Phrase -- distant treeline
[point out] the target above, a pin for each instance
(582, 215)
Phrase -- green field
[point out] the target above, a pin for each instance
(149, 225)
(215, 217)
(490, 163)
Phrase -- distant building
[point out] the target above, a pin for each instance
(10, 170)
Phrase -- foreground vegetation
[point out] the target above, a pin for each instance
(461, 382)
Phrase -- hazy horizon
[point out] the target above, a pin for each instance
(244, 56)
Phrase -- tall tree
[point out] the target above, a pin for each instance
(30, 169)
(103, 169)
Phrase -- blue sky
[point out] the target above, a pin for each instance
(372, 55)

### What needs to be done:
Nothing but a number is expected here: say how many lines in the material hold "Phrase".

### Written answer:
7